◆ **Input for this task**
□ □ □ □ □

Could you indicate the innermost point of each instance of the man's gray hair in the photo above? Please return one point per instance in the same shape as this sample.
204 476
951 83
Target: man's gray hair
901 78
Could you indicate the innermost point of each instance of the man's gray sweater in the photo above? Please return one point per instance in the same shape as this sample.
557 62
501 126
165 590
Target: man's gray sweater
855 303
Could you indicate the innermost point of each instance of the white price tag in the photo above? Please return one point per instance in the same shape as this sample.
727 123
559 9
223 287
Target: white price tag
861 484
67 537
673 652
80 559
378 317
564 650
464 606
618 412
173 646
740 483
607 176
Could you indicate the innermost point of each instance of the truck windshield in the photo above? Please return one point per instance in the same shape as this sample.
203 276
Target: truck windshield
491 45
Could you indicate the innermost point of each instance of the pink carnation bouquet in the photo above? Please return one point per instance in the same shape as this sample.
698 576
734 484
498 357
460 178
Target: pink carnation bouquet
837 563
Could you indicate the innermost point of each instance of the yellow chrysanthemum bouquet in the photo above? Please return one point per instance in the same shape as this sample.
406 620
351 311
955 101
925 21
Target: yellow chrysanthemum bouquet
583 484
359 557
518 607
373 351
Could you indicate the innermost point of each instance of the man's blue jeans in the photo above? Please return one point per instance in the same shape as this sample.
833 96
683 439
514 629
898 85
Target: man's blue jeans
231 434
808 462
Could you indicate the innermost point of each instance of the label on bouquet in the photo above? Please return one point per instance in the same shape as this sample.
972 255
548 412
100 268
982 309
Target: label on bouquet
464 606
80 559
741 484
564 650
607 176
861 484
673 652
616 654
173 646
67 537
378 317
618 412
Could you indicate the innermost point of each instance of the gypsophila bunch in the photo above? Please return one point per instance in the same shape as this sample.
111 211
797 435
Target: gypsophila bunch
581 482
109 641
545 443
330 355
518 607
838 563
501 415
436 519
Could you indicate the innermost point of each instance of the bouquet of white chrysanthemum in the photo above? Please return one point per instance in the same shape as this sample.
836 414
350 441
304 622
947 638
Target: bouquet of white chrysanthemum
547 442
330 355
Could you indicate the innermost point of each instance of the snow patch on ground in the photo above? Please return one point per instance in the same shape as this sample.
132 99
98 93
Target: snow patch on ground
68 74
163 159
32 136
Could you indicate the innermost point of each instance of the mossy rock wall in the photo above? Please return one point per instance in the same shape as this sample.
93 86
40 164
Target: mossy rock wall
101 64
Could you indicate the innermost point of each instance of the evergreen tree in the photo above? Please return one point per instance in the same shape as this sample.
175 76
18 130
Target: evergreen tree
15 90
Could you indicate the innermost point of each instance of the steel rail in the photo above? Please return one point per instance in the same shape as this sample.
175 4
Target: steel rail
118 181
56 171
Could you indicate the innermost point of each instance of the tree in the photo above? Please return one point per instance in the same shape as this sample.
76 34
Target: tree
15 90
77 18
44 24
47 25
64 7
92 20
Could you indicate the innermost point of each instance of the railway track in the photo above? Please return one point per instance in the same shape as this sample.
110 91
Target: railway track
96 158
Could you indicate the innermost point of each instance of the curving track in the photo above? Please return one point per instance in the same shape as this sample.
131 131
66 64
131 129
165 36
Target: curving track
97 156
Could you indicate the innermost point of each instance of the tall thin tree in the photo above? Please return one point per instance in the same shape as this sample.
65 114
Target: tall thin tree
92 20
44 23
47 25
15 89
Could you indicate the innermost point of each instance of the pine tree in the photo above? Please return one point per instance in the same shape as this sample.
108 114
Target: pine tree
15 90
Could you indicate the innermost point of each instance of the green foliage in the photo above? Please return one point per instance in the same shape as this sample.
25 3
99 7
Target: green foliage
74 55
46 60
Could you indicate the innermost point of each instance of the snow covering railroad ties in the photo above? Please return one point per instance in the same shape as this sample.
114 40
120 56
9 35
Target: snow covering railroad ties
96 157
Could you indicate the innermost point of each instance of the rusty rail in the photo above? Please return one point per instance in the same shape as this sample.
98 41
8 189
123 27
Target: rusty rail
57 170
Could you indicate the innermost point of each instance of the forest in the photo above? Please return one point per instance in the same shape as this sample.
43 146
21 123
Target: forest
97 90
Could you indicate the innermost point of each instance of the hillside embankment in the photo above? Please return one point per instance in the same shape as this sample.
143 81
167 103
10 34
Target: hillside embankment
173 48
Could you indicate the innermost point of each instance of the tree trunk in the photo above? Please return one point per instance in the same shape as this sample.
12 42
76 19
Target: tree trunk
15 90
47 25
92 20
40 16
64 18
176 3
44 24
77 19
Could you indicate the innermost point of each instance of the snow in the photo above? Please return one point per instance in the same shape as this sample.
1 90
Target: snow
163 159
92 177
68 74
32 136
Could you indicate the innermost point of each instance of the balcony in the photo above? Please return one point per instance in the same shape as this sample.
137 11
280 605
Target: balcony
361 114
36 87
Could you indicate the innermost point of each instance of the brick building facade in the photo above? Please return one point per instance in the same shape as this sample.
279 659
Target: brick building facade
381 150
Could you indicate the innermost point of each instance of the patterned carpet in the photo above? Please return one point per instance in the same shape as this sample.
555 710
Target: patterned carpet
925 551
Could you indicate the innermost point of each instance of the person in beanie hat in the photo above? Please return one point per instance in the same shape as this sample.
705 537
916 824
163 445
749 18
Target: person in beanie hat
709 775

□ □ □ □ □

Copy every line above without altering a word.

Could you indicate the innermost point of each instance of the man's gray hair in the photo above? Please return one point per instance in the same shape as this sample.
204 476
951 83
Target: man's gray hair
901 78
Could you indicate the innermost point of each instance of the man's gray sweater in the photo above? Please return one point per instance in the same shape as this sample.
557 62
501 126
165 590
Target: man's gray sweater
855 303
Could you indicate the innermost point of each instance of the white price tag in the photo above? Please return one point per instance in the same shape as this sample.
727 123
559 9
223 287
Target: white price tag
861 484
67 537
673 652
80 559
378 317
564 650
464 606
618 412
173 646
740 483
607 176
Could you indicate the innermost point of each instance of the truck windshield in the photo above? Please return one point per instance in the same shape as this sample.
203 276
Target: truck windshield
491 45
Could you indicate the innermost point of each instance of the pink carnation bouquet in the photo above? Please return one point per instance in the same shape as this sample.
698 576
734 484
498 357
460 178
Target: pink carnation bouquet
837 563
Could you indicate the innermost point of each instance of the yellow chrysanthemum bouquet in the photo above? Please return one point per instance in the same shape as this sample.
406 620
351 311
955 101
925 21
Target: yellow chrysanthemum bouquet
583 484
359 557
518 607
373 351
Could you indicate the innermost point of each instance of the man's blue jeans in the photo above? Please return one point per instance in the same shape as this sample.
833 96
683 439
514 629
898 85
Target: man's blue jeans
231 434
808 462
Could you indicate the innermost point of each instance of the label on bouquet in the photo above? Please return one point per instance in the same shape as this sample.
972 255
548 412
100 268
982 309
Target: label on bouquet
464 606
80 559
741 484
564 650
607 176
861 484
673 652
616 654
173 646
67 537
378 317
618 412
Could you indicate the innermost point of each instance of the gypsophila bunch in the photo above? Please return one point per instance in the same shape as this sample.
111 211
797 435
Target: gypsophila bunch
581 482
109 641
545 443
330 355
518 607
838 563
501 415
436 519
Could you indicate the innermost point of each instance of the bouquet of white chrysanthemum in the photo above? Please return one point per instance in the same shape as this sample.
836 414
350 441
304 622
947 638
Target: bouquet of white chrysanthemum
547 442
330 355
Could you indicate the innermost point of each instance of the snow patch on ground in the photo above? Please return one point per instance in the same shape as this sample.
132 99
98 93
Target: snow patch on ground
68 74
163 159
32 136
Could you indicate the innermost point of each instance of the mossy rock wall in the photo above? Please return one point per instance in the same shape as this sample.
93 86
40 164
Target: mossy rock wall
101 64
Could you indicate the innermost point of each instance of the evergreen tree in the photo above? Please return one point per instance in the same shape as this sample.
175 76
18 130
Target: evergreen tree
15 90
Could you indicate the innermost point of each instance of the steel rail in the photo above? Please return one point per instance in the same shape as this sample.
175 4
Target: steel rail
118 181
56 171
Could you indicate the innermost point of each instance of the tree in the photo above? Please return one point per instance in the same shape as this sample.
76 34
Target: tree
15 90
77 18
44 24
47 25
64 7
92 20
Could you indicate the innermost point of each instance of the railway track in the photo above? Please return one point per instance in the same shape as this sample.
110 91
Target: railway track
96 158
Could you indicate the innermost point of each instance of the curving track in the photo above? Please return one point per instance in the same shape as this sample.
131 131
66 64
131 129
165 36
Target: curving track
97 156
Could you indicate the innermost point of each instance of the tall thin tree in the photo above? Please return one point per instance in the same shape as this sample.
65 114
Target: tall thin tree
92 20
44 23
47 25
15 89
Could you indicate the innermost point of each instance of the pine tree in the photo above? Please return one point per instance in the same shape as this sample.
108 114
Target: pine tree
15 90
Could you indicate the innermost point of each instance of the green foliage in the photo above? Please return one point per instance in the same shape as this sample.
25 3
99 7
Target: green foliage
74 55
46 60
Could you indicate the innermost point of each instance of the snow covering railroad ties in the photo above? Please return one point per instance in the same shape as this sample.
114 40
120 56
9 35
Target: snow covering railroad ties
96 157
Could you indicate the innermost point of each instance of the rusty rail in the photo above? Please return one point per instance in the same shape as this sample.
98 41
8 189
123 27
Target: rusty rail
57 170
Could you indicate the innermost point of each instance of the forest in the photo above? Please return one point per instance in the same shape as this sample.
43 146
21 123
Target: forest
97 90
Could you indicate the innermost point of each instance of the hillside embankment in the photo above? Please return one point per instance in the same shape as this sample.
143 81
167 103
10 34
Target: hillside embankment
173 48
Could you indicate the innermost point of each instance of the tree trunk in the photo above? Please return one point per instance in the same shape as this sample.
12 42
76 19
Target: tree trunk
15 90
47 25
92 20
40 16
64 18
176 3
44 24
77 19
Could you indicate the innermost point of each instance of the snow in the photo above? Please return one point per instance in the same shape as this sample.
1 90
Target: snow
163 159
92 177
68 74
32 136
Could you indicate the innermost point of each instance of the balcony in the photo above? Please return one point per instance in the same shape as this sample.
137 11
280 605
Target: balcony
361 114
36 87
Could you indicate the innermost point of each instance of the brick building facade in the photo above? Please return one point per instance in the same shape as this sample.
279 659
Target: brick building facade
381 150
Could you indicate the innermost point of each instance of the patterned carpet in the photo above? Please return one point per instance in the same shape as this sample.
555 710
Target: patterned carpet
925 551
Could you indicate the innermost point of each instance of the person in beanie hat in the photo above? Please return one point per instance in the same shape as this sample.
705 537
916 824
163 445
749 18
Target: person in beanie hat
709 775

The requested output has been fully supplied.